EXERCISE MATERIAL:
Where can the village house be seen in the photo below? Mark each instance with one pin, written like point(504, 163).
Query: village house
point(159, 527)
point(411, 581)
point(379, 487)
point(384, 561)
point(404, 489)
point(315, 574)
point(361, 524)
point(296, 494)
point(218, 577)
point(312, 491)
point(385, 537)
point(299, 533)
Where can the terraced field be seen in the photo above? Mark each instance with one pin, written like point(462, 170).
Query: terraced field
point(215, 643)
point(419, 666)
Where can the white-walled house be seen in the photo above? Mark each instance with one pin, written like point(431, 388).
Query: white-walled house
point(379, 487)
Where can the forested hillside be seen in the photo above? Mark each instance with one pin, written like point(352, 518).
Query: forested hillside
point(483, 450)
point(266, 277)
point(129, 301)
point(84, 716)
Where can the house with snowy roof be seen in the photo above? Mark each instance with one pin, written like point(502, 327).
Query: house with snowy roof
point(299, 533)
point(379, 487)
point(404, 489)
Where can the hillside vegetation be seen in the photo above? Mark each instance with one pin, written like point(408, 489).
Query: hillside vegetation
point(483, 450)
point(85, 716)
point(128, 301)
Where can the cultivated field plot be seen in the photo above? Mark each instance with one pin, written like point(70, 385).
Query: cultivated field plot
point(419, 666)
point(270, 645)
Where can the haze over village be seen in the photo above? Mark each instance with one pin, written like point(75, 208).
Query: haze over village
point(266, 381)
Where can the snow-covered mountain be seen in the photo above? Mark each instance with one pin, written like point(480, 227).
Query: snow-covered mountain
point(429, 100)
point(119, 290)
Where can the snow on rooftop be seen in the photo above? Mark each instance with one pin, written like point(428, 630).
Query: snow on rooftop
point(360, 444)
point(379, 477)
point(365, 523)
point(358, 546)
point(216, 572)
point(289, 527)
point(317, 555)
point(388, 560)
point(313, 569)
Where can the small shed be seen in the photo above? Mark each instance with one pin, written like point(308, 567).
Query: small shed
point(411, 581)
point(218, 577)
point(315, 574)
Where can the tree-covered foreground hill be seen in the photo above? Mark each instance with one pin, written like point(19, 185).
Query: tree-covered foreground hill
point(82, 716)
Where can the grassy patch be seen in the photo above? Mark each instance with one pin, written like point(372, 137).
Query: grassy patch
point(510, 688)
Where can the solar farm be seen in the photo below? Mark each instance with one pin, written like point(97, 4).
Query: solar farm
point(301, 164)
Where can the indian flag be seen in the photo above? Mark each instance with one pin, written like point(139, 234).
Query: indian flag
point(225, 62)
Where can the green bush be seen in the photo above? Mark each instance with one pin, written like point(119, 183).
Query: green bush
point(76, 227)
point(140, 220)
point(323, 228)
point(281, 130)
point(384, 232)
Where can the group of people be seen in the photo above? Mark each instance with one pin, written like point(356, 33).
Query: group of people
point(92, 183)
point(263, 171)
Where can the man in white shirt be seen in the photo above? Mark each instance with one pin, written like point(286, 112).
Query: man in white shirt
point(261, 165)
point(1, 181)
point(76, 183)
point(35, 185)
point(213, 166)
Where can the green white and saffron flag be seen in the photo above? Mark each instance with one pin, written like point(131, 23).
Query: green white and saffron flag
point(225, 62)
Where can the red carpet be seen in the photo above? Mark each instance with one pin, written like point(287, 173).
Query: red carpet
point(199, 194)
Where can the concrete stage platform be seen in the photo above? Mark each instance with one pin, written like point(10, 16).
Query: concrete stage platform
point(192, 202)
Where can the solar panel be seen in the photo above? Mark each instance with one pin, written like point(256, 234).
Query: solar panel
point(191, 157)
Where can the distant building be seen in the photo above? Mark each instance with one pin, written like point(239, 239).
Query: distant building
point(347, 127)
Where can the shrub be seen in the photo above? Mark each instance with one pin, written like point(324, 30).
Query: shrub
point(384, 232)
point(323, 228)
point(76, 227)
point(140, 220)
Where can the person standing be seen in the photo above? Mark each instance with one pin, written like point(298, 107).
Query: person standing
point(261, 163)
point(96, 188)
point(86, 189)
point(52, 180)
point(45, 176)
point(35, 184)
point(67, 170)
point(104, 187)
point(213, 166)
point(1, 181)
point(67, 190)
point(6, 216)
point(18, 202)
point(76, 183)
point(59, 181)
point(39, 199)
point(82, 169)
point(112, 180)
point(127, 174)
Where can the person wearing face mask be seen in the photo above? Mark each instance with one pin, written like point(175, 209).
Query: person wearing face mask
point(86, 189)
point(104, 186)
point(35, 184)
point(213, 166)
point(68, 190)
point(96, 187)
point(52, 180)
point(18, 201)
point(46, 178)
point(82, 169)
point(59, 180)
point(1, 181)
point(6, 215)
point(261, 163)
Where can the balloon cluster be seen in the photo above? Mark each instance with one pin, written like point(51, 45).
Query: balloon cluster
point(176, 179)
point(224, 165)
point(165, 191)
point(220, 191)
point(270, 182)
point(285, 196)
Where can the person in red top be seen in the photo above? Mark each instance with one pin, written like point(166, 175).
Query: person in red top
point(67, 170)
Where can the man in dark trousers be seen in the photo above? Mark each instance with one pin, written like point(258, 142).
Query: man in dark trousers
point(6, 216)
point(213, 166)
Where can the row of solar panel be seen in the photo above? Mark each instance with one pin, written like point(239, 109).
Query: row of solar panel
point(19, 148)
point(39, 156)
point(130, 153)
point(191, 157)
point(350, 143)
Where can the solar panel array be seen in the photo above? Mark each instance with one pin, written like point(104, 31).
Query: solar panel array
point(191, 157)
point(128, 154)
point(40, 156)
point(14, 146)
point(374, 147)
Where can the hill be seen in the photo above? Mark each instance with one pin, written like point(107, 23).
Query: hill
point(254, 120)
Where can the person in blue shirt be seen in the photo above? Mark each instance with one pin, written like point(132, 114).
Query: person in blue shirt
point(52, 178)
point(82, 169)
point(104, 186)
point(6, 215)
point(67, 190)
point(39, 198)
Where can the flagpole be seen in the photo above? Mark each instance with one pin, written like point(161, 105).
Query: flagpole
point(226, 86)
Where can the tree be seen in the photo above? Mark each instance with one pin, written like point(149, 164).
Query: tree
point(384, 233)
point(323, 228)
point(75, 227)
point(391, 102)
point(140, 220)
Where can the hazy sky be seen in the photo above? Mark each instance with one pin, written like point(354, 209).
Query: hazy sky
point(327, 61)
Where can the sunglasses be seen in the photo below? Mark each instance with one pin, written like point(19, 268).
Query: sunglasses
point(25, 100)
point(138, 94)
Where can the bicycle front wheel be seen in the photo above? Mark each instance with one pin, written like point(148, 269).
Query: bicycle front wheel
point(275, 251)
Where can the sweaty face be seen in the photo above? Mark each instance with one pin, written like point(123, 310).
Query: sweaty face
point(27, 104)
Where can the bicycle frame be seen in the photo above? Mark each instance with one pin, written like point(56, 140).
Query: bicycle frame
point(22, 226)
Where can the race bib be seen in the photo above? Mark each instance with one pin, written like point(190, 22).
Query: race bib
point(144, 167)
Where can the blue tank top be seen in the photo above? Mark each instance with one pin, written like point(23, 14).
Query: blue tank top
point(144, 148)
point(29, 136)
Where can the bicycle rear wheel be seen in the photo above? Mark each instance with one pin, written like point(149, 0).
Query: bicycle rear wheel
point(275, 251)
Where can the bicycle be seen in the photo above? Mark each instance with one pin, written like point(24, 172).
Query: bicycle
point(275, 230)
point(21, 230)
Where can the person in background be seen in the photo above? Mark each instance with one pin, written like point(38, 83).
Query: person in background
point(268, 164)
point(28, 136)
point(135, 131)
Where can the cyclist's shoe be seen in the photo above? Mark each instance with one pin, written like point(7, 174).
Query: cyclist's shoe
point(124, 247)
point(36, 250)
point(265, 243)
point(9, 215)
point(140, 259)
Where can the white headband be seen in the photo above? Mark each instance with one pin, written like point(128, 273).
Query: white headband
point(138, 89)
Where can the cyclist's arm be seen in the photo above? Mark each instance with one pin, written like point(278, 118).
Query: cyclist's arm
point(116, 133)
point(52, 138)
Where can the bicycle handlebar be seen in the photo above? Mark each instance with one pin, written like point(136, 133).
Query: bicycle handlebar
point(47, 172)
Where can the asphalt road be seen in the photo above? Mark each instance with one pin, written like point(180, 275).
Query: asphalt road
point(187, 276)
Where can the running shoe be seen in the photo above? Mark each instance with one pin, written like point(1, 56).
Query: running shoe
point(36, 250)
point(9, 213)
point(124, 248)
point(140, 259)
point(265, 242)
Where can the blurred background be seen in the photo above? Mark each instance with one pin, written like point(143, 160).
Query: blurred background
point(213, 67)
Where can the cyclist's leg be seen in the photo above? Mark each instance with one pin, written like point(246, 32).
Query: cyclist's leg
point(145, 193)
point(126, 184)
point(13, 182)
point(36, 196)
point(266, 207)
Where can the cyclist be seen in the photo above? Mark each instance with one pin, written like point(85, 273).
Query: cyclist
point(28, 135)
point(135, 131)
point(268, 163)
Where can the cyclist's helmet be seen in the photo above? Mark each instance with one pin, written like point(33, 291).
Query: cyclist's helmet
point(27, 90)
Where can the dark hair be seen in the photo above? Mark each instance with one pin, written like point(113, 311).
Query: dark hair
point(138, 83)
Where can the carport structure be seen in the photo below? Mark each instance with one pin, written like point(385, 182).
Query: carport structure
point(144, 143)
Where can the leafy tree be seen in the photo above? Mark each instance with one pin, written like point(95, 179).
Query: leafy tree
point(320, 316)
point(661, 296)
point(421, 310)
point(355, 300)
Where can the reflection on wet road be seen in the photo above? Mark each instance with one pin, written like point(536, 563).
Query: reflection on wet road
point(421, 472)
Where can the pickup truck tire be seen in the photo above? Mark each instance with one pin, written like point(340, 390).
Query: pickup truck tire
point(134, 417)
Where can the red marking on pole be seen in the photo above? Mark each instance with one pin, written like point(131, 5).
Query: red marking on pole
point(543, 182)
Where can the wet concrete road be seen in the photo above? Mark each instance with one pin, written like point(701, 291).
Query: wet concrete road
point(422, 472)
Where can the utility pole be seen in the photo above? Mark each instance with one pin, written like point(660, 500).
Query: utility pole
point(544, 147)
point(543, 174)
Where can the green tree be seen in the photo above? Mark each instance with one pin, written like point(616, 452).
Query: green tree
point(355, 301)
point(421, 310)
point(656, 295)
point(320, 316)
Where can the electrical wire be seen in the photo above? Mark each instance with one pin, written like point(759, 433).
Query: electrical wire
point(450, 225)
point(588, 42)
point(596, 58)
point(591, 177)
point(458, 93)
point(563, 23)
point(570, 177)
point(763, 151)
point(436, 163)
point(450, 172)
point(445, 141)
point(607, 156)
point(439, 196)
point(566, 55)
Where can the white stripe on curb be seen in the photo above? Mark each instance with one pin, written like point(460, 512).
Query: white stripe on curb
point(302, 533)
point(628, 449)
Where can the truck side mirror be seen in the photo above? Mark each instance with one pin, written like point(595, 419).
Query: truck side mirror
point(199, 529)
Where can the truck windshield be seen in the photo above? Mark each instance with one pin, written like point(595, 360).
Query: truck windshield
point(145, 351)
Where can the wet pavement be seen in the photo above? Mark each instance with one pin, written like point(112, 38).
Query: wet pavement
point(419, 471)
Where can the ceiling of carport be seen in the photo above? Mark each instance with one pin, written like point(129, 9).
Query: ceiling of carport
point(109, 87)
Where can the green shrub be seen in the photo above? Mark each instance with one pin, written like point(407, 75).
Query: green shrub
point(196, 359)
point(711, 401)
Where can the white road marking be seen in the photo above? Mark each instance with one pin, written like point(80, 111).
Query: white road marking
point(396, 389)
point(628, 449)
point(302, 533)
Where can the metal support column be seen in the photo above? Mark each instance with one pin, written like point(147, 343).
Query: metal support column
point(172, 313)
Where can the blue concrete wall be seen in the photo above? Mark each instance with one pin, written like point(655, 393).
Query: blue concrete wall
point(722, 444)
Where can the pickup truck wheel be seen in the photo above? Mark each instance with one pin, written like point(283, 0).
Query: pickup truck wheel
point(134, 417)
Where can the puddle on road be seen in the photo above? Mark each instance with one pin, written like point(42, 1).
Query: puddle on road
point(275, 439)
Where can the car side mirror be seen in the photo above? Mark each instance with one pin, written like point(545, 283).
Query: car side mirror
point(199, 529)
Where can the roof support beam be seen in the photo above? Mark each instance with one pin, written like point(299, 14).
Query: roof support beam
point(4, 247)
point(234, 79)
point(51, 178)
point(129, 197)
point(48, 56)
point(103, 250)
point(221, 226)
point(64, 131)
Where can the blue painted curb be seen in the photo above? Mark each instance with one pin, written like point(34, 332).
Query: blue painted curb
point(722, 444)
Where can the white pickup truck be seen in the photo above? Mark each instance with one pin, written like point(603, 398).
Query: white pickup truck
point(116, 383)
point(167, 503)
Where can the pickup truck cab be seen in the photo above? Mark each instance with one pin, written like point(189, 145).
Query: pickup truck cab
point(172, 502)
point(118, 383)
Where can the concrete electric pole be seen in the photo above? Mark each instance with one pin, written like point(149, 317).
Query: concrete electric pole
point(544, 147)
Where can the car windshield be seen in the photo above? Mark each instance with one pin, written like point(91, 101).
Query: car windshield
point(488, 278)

PROBLEM DETAILS: Set down, exactly as they appear above, all lines from the one that has "Query: leafy tree" down to the one that has "Where can the electrical", including those two and no others.

TASK RESULT:
Query: leafy tree
point(320, 316)
point(661, 296)
point(421, 310)
point(355, 300)
Where can the reflection on wet road be seen in the photo above? Mark each instance with one pin, written like point(536, 563).
Query: reflection on wet road
point(421, 472)
Where can the pickup truck tire be seen in the photo above? Mark each instance with one pin, written like point(340, 390).
Query: pickup truck tire
point(134, 417)
Where can the red marking on pole be seen in the photo above? Mark each instance with one pin, written like point(131, 5).
Query: red marking on pole
point(543, 182)
Where can the wet concrete road be seen in the photo above? Mark each instance with one pin, written like point(701, 291).
Query: wet concrete road
point(422, 472)
Where can the utility pole be seen in the photo above? Mark each instance with one pin, written like point(660, 500).
Query: utility pole
point(544, 147)
point(543, 174)
Where can the green tree be seen in the photo above? Mark each instance with one pin, written like point(616, 452).
Query: green tree
point(355, 301)
point(421, 310)
point(656, 295)
point(320, 316)
Where can the electrical wire be seen in the photo above? Mark each instance with one pin, written like point(759, 433).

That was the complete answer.